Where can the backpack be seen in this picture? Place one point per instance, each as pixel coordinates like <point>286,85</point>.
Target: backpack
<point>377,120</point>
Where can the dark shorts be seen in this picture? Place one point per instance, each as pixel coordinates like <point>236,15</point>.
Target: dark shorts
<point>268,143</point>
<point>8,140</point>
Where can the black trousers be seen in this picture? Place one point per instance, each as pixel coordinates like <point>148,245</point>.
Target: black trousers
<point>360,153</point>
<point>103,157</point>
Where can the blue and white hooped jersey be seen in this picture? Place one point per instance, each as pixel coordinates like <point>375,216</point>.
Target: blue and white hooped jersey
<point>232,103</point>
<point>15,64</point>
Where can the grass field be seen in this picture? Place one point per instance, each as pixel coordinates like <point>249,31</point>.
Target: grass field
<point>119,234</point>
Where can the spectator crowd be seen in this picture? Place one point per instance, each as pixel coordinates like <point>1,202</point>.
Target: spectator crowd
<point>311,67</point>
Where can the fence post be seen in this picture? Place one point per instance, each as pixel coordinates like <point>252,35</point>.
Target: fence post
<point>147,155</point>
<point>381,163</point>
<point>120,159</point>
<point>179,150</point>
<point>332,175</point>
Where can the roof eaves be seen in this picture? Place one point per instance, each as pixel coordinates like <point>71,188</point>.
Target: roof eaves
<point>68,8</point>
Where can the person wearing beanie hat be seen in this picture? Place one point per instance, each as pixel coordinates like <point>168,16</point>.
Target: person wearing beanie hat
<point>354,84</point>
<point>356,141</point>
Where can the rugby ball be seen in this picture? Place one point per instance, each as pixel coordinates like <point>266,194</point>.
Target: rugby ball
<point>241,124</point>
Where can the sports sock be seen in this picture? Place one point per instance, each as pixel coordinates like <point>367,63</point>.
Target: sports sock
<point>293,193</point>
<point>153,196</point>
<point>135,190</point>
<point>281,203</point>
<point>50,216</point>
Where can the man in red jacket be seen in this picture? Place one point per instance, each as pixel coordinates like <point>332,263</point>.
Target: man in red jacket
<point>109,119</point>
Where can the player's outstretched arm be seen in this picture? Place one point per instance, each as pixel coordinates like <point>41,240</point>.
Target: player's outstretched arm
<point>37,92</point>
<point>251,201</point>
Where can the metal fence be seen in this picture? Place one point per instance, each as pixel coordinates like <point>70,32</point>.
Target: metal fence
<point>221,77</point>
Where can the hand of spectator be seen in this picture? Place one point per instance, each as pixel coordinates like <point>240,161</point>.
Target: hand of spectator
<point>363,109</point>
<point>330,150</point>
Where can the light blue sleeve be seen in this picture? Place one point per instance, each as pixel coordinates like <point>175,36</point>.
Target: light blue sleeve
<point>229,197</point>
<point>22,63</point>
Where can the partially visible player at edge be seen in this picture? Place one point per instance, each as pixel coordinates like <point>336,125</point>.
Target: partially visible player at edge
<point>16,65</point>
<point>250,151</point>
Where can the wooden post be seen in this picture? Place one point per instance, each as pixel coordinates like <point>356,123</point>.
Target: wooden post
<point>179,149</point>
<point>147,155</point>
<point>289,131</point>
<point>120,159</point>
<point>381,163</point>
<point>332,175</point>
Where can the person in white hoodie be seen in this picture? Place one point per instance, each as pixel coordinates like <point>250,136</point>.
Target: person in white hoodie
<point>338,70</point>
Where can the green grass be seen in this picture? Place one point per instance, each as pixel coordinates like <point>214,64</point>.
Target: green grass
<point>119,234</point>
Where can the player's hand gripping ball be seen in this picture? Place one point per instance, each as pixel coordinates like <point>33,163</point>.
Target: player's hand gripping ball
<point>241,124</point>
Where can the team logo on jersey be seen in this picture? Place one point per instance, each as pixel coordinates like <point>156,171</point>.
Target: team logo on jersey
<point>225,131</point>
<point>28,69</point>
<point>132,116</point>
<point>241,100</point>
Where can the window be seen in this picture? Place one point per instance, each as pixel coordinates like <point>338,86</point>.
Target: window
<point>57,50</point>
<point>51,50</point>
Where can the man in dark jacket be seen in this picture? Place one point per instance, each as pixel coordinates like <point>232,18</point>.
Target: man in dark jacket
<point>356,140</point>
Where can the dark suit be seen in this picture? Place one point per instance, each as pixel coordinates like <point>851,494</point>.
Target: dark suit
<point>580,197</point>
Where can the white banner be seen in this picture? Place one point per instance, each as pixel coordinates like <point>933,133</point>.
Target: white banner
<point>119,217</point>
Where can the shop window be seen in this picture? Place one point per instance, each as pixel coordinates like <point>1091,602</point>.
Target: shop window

--------------------

» **About this task**
Starting at the line with "Where can the white", copy each line through the end of the data, both ends included, and give nothing else.

» **Written solution**
Where can the white banner be seen in this picture? Place one point per instance, each as pixel coordinates like <point>933,133</point>.
Target: white banner
<point>119,217</point>
Where can the shop window be seen in this picture? Place one point per instance, each as pixel coordinates like <point>1091,602</point>.
Target: shop window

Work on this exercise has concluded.